■ **SUPPLIED DATA**:
'''

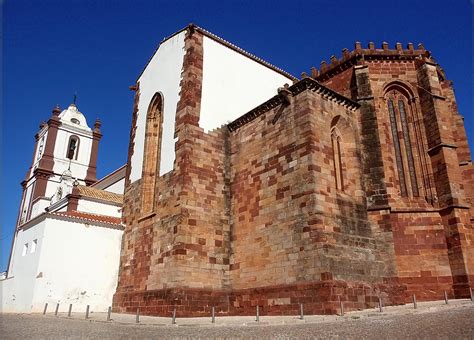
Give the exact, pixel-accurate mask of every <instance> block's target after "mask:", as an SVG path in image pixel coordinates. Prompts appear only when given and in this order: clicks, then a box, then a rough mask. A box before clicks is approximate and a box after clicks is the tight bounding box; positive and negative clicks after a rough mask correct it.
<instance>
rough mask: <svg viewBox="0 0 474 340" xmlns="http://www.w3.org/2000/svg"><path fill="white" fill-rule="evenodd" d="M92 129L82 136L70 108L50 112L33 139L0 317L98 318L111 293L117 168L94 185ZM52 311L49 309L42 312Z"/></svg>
mask: <svg viewBox="0 0 474 340" xmlns="http://www.w3.org/2000/svg"><path fill="white" fill-rule="evenodd" d="M100 138H101V134H100V122H99V121H96V122H95V124H94V129H91V128H89V126H88V125H87V121H86V119H85V117H84V115H83V114H82V113H81V112H80V111H79V110H78V109H77V107H76V106H75V105H74V104H71V105H70V106H69V107H68V108H67V109H66V110H64V111H62V112H61V111H60V110H59V108H55V109H54V110H53V112H52V116H51V118H50V119H49V121H48V123H47V124H42V125H41V127H40V131H39V132H38V134H37V135H36V145H35V149H34V156H33V162H32V165H31V168H30V169H29V171H28V173H27V175H26V179H25V180H24V181H23V182H22V186H23V196H22V200H21V205H20V211H19V215H18V222H17V228H16V232H15V236H14V239H13V246H12V251H11V254H10V260H9V265H8V271H7V273H6V275H4V277H3V279H1V278H0V292H1V296H0V297H1V310H2V312H17V313H28V312H40V311H42V310H43V308H44V305H45V303H48V304H49V305H50V306H55V305H56V304H57V303H59V304H60V309H61V310H67V308H68V307H69V304H73V308H74V310H85V308H86V305H90V307H91V310H92V311H105V310H107V307H108V306H110V304H111V301H112V296H113V293H114V292H115V288H116V285H117V275H118V268H119V259H120V245H121V239H122V233H123V226H122V223H121V207H122V200H123V198H122V193H123V188H124V176H125V167H122V168H120V169H118V170H116V171H115V172H113V173H112V174H110V175H108V176H106V177H105V178H103V179H102V180H100V181H97V180H96V178H95V177H96V161H97V152H98V144H99V141H100ZM50 308H54V307H50Z"/></svg>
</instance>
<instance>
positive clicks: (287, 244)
mask: <svg viewBox="0 0 474 340" xmlns="http://www.w3.org/2000/svg"><path fill="white" fill-rule="evenodd" d="M278 110H280V109H275V110H272V111H269V112H267V113H266V114H264V115H262V116H260V117H258V118H257V119H255V120H254V121H252V122H250V123H248V124H246V125H245V126H243V127H241V128H239V129H238V130H237V131H236V132H235V133H233V134H232V136H231V142H232V143H231V145H232V149H231V150H232V158H231V164H232V185H231V188H232V215H233V219H232V220H233V224H232V250H233V256H232V259H231V277H232V284H233V287H235V288H237V289H239V288H248V287H264V286H268V285H282V284H292V283H296V282H305V281H315V280H320V279H321V277H322V276H324V274H325V273H326V274H327V273H330V275H331V276H332V277H334V279H338V280H346V281H365V282H377V281H381V280H382V278H383V277H391V276H393V275H394V272H393V267H392V266H393V264H392V263H391V261H393V257H392V256H393V255H392V256H391V255H390V248H391V247H390V245H388V244H383V243H382V242H381V240H380V239H377V238H376V234H375V233H374V230H372V227H371V225H370V224H369V223H368V221H367V212H366V206H365V196H364V193H363V191H362V190H361V182H360V165H359V163H360V160H359V153H360V150H359V145H358V143H359V142H358V139H357V137H356V136H357V131H358V127H357V123H356V122H354V121H353V114H354V113H353V112H351V111H350V110H346V109H344V107H342V106H341V105H338V104H336V103H335V102H333V101H331V100H325V99H323V98H321V96H319V95H317V94H314V93H312V92H310V91H308V92H304V93H301V94H299V95H297V96H296V97H294V98H293V102H292V104H291V106H290V107H287V108H286V109H284V110H283V112H282V113H281V116H280V119H279V120H278V122H277V123H276V124H275V125H273V124H272V123H271V122H272V120H273V117H275V115H276V114H277V112H276V111H278ZM337 116H339V117H340V118H339V121H338V124H337V126H338V128H339V129H340V131H341V133H342V136H343V151H344V155H343V160H344V164H343V167H344V175H345V181H344V183H345V190H344V191H337V190H336V184H335V173H334V161H333V154H332V146H331V140H330V132H329V131H330V128H331V122H332V121H333V119H334V117H337ZM377 235H379V234H377ZM382 244H383V245H382ZM392 249H393V248H392Z"/></svg>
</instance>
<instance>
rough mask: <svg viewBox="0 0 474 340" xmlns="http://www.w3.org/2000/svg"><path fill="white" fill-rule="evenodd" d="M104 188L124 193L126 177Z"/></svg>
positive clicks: (119, 192) (108, 189) (113, 190)
mask: <svg viewBox="0 0 474 340" xmlns="http://www.w3.org/2000/svg"><path fill="white" fill-rule="evenodd" d="M104 190H105V191H108V192H113V193H115V194H120V195H122V194H123V191H124V190H125V178H122V179H121V180H120V181H117V182H115V183H114V184H112V185H110V186H108V187H107V188H104Z"/></svg>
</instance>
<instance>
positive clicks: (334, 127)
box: [331, 127, 344, 191]
mask: <svg viewBox="0 0 474 340" xmlns="http://www.w3.org/2000/svg"><path fill="white" fill-rule="evenodd" d="M331 144H332V156H333V163H334V179H335V182H336V189H337V190H340V191H344V174H343V167H342V151H341V148H342V142H341V137H340V135H339V133H338V131H337V129H336V128H335V127H333V128H332V129H331Z"/></svg>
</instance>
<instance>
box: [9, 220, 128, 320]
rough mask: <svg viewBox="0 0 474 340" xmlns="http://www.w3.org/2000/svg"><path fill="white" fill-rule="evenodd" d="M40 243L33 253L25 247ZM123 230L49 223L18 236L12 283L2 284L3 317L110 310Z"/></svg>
mask: <svg viewBox="0 0 474 340" xmlns="http://www.w3.org/2000/svg"><path fill="white" fill-rule="evenodd" d="M33 239H37V240H38V244H37V248H36V251H35V253H30V252H28V254H26V256H22V248H23V244H24V243H26V242H29V243H30V244H31V241H32V240H33ZM121 239H122V231H121V230H115V229H110V228H104V227H98V226H93V225H87V224H84V223H76V222H70V221H62V220H57V219H51V218H47V219H45V220H44V221H42V222H39V223H38V224H36V225H35V226H33V227H31V228H29V229H27V230H25V231H20V232H19V234H18V238H17V242H16V246H15V248H16V249H15V254H14V257H13V259H12V265H11V268H10V273H9V275H10V278H8V279H6V280H3V281H0V292H1V297H2V299H1V310H2V312H17V313H29V312H42V311H43V308H44V304H45V303H46V302H47V303H48V304H49V310H50V311H51V310H52V309H53V308H55V305H56V303H60V309H59V310H60V311H62V312H65V311H67V308H68V306H69V304H70V303H72V304H73V311H85V308H86V305H90V306H91V311H96V312H99V311H102V312H104V311H106V310H107V308H108V306H110V305H111V304H112V297H113V293H114V292H115V289H116V286H117V277H118V268H119V260H120V244H121Z"/></svg>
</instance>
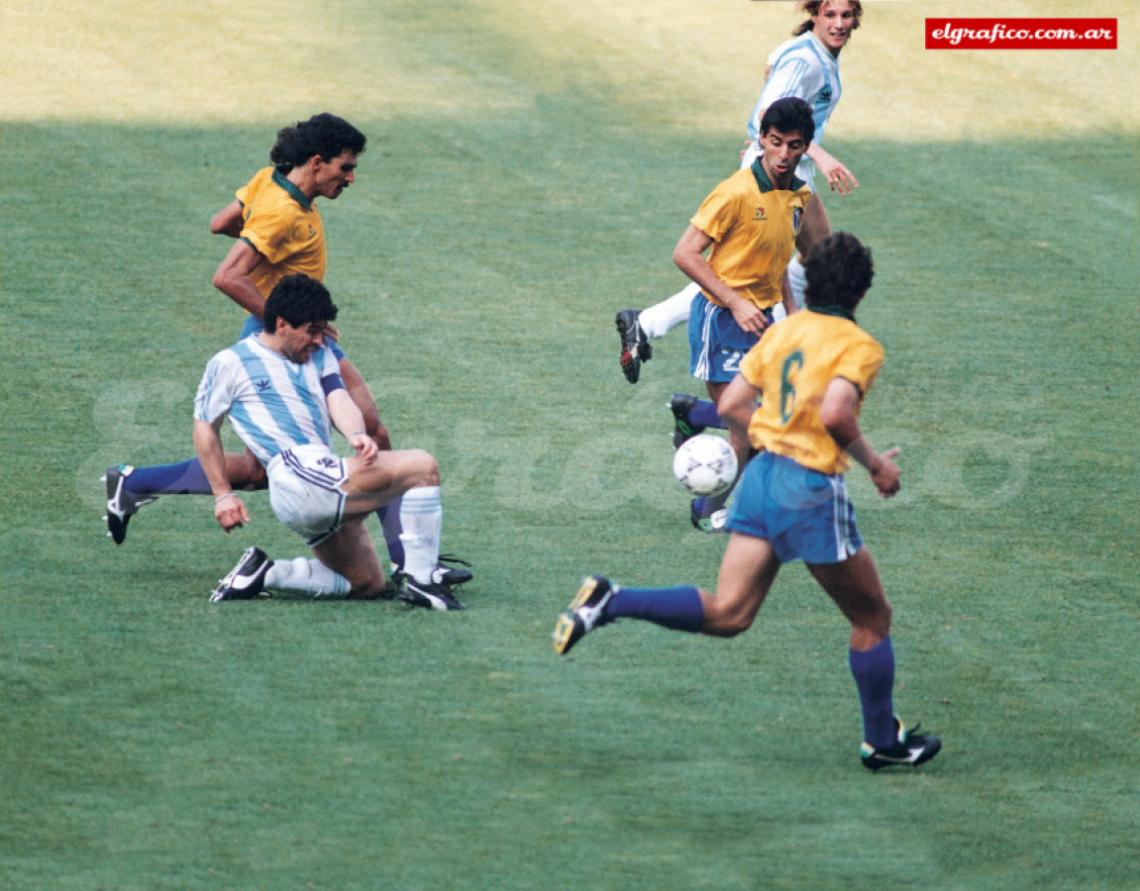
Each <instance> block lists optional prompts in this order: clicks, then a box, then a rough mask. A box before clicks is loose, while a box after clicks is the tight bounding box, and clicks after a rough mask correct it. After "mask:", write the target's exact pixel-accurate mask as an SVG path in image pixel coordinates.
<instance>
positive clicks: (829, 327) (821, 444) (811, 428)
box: [740, 308, 885, 474]
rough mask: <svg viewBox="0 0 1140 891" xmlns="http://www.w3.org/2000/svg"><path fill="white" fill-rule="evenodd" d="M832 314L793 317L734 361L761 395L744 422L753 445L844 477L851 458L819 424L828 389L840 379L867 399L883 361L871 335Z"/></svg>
mask: <svg viewBox="0 0 1140 891" xmlns="http://www.w3.org/2000/svg"><path fill="white" fill-rule="evenodd" d="M834 312H836V314H831V311H829V310H827V309H824V308H819V309H816V310H811V309H805V310H801V311H799V312H796V313H792V314H791V316H789V317H788V318H787V319H784V320H783V321H781V322H779V324H776V325H773V326H772V327H771V328H768V329H767V330H766V332H764V336H763V337H760V340H759V343H757V344H756V346H754V348H752V349H751V350H749V351H748V354H747V355H746V357H744V359H743V360H742V361H741V363H740V374H741V375H742V376H743V377H744V379H746V381H748V383H750V384H751V385H752V386H755V387H756V389H757V390H759V391H760V392H762V393H763V399H762V400H760V407H759V408H758V409H756V411H755V412H754V414H752V417H751V420H750V422H749V424H748V439H749V441H750V442H751V443H752V447H754V448H756V449H763V450H766V451H771V452H774V453H775V455H782V456H784V457H785V458H791V459H792V460H793V461H796V463H798V464H801V465H803V466H805V467H808V468H811V469H813V471H819V472H820V473H832V474H833V473H844V472H845V471H846V469H847V467H848V466H849V465H850V459H849V458H848V457H847V452H846V451H844V450H842V449H841V448H839V443H838V442H836V441H834V440H833V439H832V438H831V434H830V433H828V430H827V427H824V426H823V422H822V420H821V419H820V407H821V404H822V402H823V394H824V393H825V392H827V390H828V384H830V383H831V381H832V379H833V378H836V377H842V378H845V379H846V381H850V382H852V383H853V384H855V386H857V387H858V389H860V392H861V393H862V395H863V397H864V398H865V397H866V394H868V391H870V389H871V385H872V384H873V383H874V378H876V375H877V374H878V373H879V369H880V368H881V367H882V362H884V359H885V355H884V352H882V346H880V345H879V342H878V341H876V340H874V337H872V336H871V335H870V334H868V333H866V332H864V330H863V329H862V328H860V327H858V326H857V325H856V324H855V321H854V319H852V318H850V317H848V316H846V314H842V311H841V310H836V311H834ZM861 404H862V403H861Z"/></svg>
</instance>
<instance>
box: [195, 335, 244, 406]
mask: <svg viewBox="0 0 1140 891" xmlns="http://www.w3.org/2000/svg"><path fill="white" fill-rule="evenodd" d="M227 352H228V351H223V352H220V353H218V354H217V355H214V357H213V358H212V359H211V360H210V361H209V362H207V363H206V370H205V373H204V374H203V375H202V381H201V383H200V384H198V392H197V395H195V398H194V419H195V420H205V422H207V423H210V424H213V423H214V422H215V420H217V419H218V418H220V417H222V416H223V415H226V414H227V412H228V411H229V408H230V406H231V404H233V402H234V392H233V383H234V374H233V367H231V366H233V363H231V362H227V361H226V353H227Z"/></svg>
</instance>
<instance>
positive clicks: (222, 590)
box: [210, 547, 274, 603]
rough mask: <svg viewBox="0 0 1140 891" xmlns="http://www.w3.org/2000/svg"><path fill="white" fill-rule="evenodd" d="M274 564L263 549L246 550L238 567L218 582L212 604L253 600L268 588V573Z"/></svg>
mask: <svg viewBox="0 0 1140 891" xmlns="http://www.w3.org/2000/svg"><path fill="white" fill-rule="evenodd" d="M272 565H274V562H272V561H271V559H269V557H268V556H266V551H263V550H262V549H261V548H257V547H251V548H246V549H245V553H244V554H242V558H241V559H239V561H238V562H237V565H236V566H235V567H234V569H231V570H230V571H229V574H228V575H227V577H226V578H225V579H222V580H220V581H219V582H218V587H217V588H214V589H213V594H211V595H210V603H220V602H222V600H252V599H253V598H254V597H257V596H258V595H260V594H261V592H262V591H263V590H264V587H266V573H267V572H269V567H270V566H272Z"/></svg>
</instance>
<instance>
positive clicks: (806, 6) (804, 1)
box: [791, 0, 863, 38]
mask: <svg viewBox="0 0 1140 891" xmlns="http://www.w3.org/2000/svg"><path fill="white" fill-rule="evenodd" d="M825 2H827V0H798V2H797V3H796V6H798V7H799V8H800V9H803V10H804V11H805V13H807V14H808V15H809V16H817V15H820V8H821V7H822V6H823V5H824V3H825ZM850 5H852V13H854V14H855V16H854V18H853V21H852V31H855V30H856V28H857V27H858V25H860V22H861V21H862V19H863V3H861V2H860V0H850ZM813 27H815V23H814V22H813V21H812V19H811V18H809V19H807V22H800V23H799V25H797V26H796V30H795V31H792V32H791V33H792V34H795V35H796V36H797V38H798V36H799V35H800V34H806V33H807V32H808V31H811V30H812V28H813Z"/></svg>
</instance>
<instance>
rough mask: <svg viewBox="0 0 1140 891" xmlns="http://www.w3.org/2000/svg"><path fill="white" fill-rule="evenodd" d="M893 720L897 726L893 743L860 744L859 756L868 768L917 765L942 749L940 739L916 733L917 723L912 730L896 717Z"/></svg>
mask: <svg viewBox="0 0 1140 891" xmlns="http://www.w3.org/2000/svg"><path fill="white" fill-rule="evenodd" d="M895 721H896V722H897V726H898V739H897V742H895V744H894V745H889V746H887V747H886V749H876V747H874V746H873V745H871V744H870V743H863V745H861V746H860V758H861V759H862V761H863V767H865V768H866V769H868V770H879V769H881V768H885V767H918V766H919V765H922V763H926V762H927V761H929V760H930V759H931V758H934V757H935V755H936V754H938V751H939V750H941V749H942V739H939V738H938V737H937V736H928V735H926V734H920V733H918V729H919V726H918V725H914V729H913V730H907V729H906V726H905V725H904V724H903V722H902V721H899V720H898V719H897V718H896V719H895Z"/></svg>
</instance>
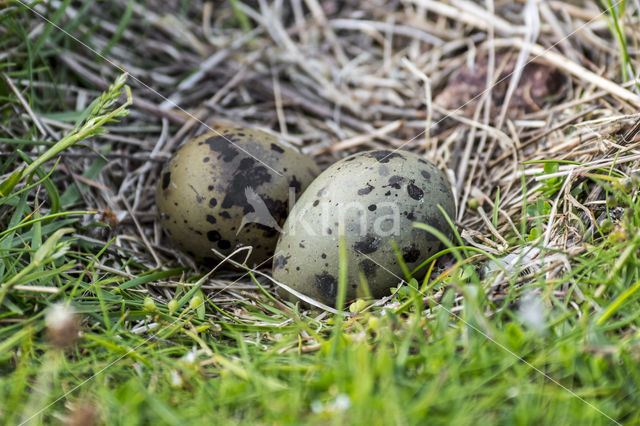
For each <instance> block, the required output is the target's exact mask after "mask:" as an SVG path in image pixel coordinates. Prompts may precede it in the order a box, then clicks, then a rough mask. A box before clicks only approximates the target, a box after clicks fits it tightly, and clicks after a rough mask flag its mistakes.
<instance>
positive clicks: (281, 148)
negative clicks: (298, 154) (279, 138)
mask: <svg viewBox="0 0 640 426" xmlns="http://www.w3.org/2000/svg"><path fill="white" fill-rule="evenodd" d="M271 150H272V151H275V152H278V153H280V154H282V153H283V152H284V149H282V148H281V147H279V146H278V145H276V144H275V143H272V144H271Z"/></svg>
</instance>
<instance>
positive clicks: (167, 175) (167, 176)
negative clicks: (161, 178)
mask: <svg viewBox="0 0 640 426" xmlns="http://www.w3.org/2000/svg"><path fill="white" fill-rule="evenodd" d="M169 183H171V172H166V173H165V174H164V175H162V189H167V188H168V187H169Z"/></svg>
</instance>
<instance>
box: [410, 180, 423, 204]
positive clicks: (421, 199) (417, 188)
mask: <svg viewBox="0 0 640 426" xmlns="http://www.w3.org/2000/svg"><path fill="white" fill-rule="evenodd" d="M407 192H408V193H409V197H411V198H413V199H414V200H417V201H420V200H422V199H423V198H424V192H423V191H422V189H420V188H418V187H417V186H415V185H414V184H413V183H410V184H409V185H408V186H407Z"/></svg>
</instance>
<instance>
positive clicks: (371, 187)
mask: <svg viewBox="0 0 640 426" xmlns="http://www.w3.org/2000/svg"><path fill="white" fill-rule="evenodd" d="M374 189H375V188H374V187H373V186H372V185H370V184H367V186H366V188H361V189H358V195H367V194H369V193H370V192H371V191H373V190H374Z"/></svg>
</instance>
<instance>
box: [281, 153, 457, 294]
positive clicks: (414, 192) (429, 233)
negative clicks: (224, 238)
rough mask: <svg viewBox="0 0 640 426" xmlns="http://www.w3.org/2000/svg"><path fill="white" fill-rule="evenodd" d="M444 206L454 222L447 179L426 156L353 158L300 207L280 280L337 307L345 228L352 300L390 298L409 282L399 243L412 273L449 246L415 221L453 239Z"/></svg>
mask: <svg viewBox="0 0 640 426" xmlns="http://www.w3.org/2000/svg"><path fill="white" fill-rule="evenodd" d="M438 205H441V206H442V207H443V209H444V211H445V212H446V213H447V215H448V216H449V217H450V218H454V217H455V203H454V199H453V194H452V192H451V187H450V185H449V183H448V181H447V179H446V178H445V176H444V175H443V173H441V172H440V171H439V170H438V169H437V168H436V167H435V166H434V165H433V164H431V163H429V162H428V161H426V160H424V159H422V158H421V157H420V156H418V155H416V154H413V153H411V152H408V151H395V152H393V151H385V150H379V151H367V152H361V153H358V154H355V155H352V156H350V157H347V158H345V159H343V160H341V161H338V162H337V163H335V164H334V165H332V166H331V167H329V168H328V169H326V170H325V171H324V172H322V174H320V176H318V177H317V178H316V179H315V180H314V181H313V182H312V183H311V184H310V185H309V187H308V188H307V190H306V191H305V192H304V193H303V194H302V197H300V199H299V200H298V201H297V203H296V204H295V206H294V208H293V209H292V211H291V213H290V214H289V217H288V219H287V221H286V222H285V225H284V227H283V231H282V233H281V235H280V239H279V241H278V245H277V247H276V255H275V258H274V263H273V277H274V278H275V279H276V280H278V281H280V282H282V283H285V284H287V285H288V286H290V287H292V288H293V289H295V290H297V291H299V292H301V293H303V294H305V295H307V296H310V297H311V298H313V299H315V300H318V301H320V302H322V303H325V304H327V305H331V306H333V305H335V300H336V296H337V292H338V272H339V239H338V235H339V232H340V229H341V228H342V229H344V236H345V242H346V248H347V261H348V268H347V269H348V284H347V300H352V299H355V298H356V297H362V296H366V295H368V294H370V295H371V296H373V297H376V298H380V297H383V296H385V295H388V294H390V293H389V289H390V288H391V287H393V286H395V285H397V284H398V283H399V282H400V281H401V279H403V278H404V273H403V272H402V268H401V265H400V263H399V262H398V260H397V257H396V252H395V251H394V249H393V247H392V245H391V241H392V240H394V241H395V243H396V244H397V247H398V250H399V252H400V253H401V255H402V258H403V259H404V262H405V263H406V265H407V266H408V268H409V270H412V269H413V268H415V267H416V266H418V265H419V264H420V263H421V262H422V261H424V260H425V259H427V258H428V257H429V256H431V255H433V254H434V253H436V252H437V251H438V250H439V249H440V246H441V243H440V241H439V240H438V239H437V238H436V237H435V236H433V235H432V234H430V233H428V232H426V231H424V230H421V229H417V228H415V227H413V223H414V222H421V223H426V224H429V225H431V226H433V227H435V228H436V229H438V230H440V231H441V232H443V233H444V234H445V235H447V236H449V237H450V236H451V228H450V226H449V225H448V223H447V221H446V219H445V216H444V215H443V214H442V212H441V211H440V210H439V209H438ZM341 223H342V224H343V225H340V224H341ZM423 273H424V268H423ZM367 287H368V290H369V291H367Z"/></svg>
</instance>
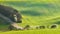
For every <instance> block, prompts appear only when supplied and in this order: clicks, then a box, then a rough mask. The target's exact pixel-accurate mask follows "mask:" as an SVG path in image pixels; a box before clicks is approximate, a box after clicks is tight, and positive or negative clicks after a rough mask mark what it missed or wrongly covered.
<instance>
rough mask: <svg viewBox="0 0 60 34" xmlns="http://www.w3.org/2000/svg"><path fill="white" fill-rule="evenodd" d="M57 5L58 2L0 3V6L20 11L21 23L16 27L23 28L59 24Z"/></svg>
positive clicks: (59, 6)
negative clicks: (17, 26) (30, 26)
mask: <svg viewBox="0 0 60 34" xmlns="http://www.w3.org/2000/svg"><path fill="white" fill-rule="evenodd" d="M59 3H60V2H59V1H51V2H48V1H45V2H44V1H41V2H36V1H35V2H34V1H18V2H17V1H15V2H11V1H8V2H1V3H0V4H3V5H7V6H11V7H13V8H15V9H17V10H18V11H20V12H21V14H22V17H23V23H22V24H18V25H20V26H23V27H24V26H25V25H27V24H29V25H32V26H36V25H51V24H60V4H59ZM3 27H4V26H3Z"/></svg>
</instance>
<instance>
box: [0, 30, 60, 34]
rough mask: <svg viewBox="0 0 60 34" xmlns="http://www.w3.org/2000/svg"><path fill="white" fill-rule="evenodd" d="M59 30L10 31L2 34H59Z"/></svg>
mask: <svg viewBox="0 0 60 34" xmlns="http://www.w3.org/2000/svg"><path fill="white" fill-rule="evenodd" d="M59 31H60V30H53V29H47V30H46V29H45V30H44V29H43V30H25V31H10V32H4V33H1V34H59Z"/></svg>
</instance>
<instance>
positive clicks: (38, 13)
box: [21, 10, 43, 16]
mask: <svg viewBox="0 0 60 34" xmlns="http://www.w3.org/2000/svg"><path fill="white" fill-rule="evenodd" d="M21 13H22V14H23V15H28V16H42V15H43V13H40V12H37V11H33V10H25V11H21Z"/></svg>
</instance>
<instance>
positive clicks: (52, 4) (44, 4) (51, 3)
mask: <svg viewBox="0 0 60 34" xmlns="http://www.w3.org/2000/svg"><path fill="white" fill-rule="evenodd" d="M5 4H7V5H13V6H17V7H46V8H53V7H55V6H54V4H52V3H31V2H24V1H22V2H5Z"/></svg>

'''

Among the lines of the material above, find those with the word "accurate". Copy each one.

■ **EXPECTED ANSWER**:
Give the exact, pixel-accurate mask of every <instance> block's target after "mask:", as an SVG path in image pixel coordinates. Prompts appear only when given and in this order: clicks, then a box, then a rough mask. A box before clicks is approximate and a box after clicks is the tight bounding box; positive and negative clicks after a rough mask correct it.
Each <instance> block lists optional prompts in this order: clicks, then a box, then a rough mask. A box before clicks is loose, while a box after clicks is the tight bounding box, and clicks after a rough mask correct it. After "mask:", write the target's exact pixel-accurate mask as an SVG path in image pixel coordinates.
For every <instance> block, prompts appear only when supplied and in this order: clicks, then a box, then a rough mask. The target's exact pixel-accurate mask follows "mask:" as an SVG path in image pixels; a box before clicks is approximate, a box after clicks is tight, and positive or negative clicks after a rough mask mark what it missed or wrongly covered.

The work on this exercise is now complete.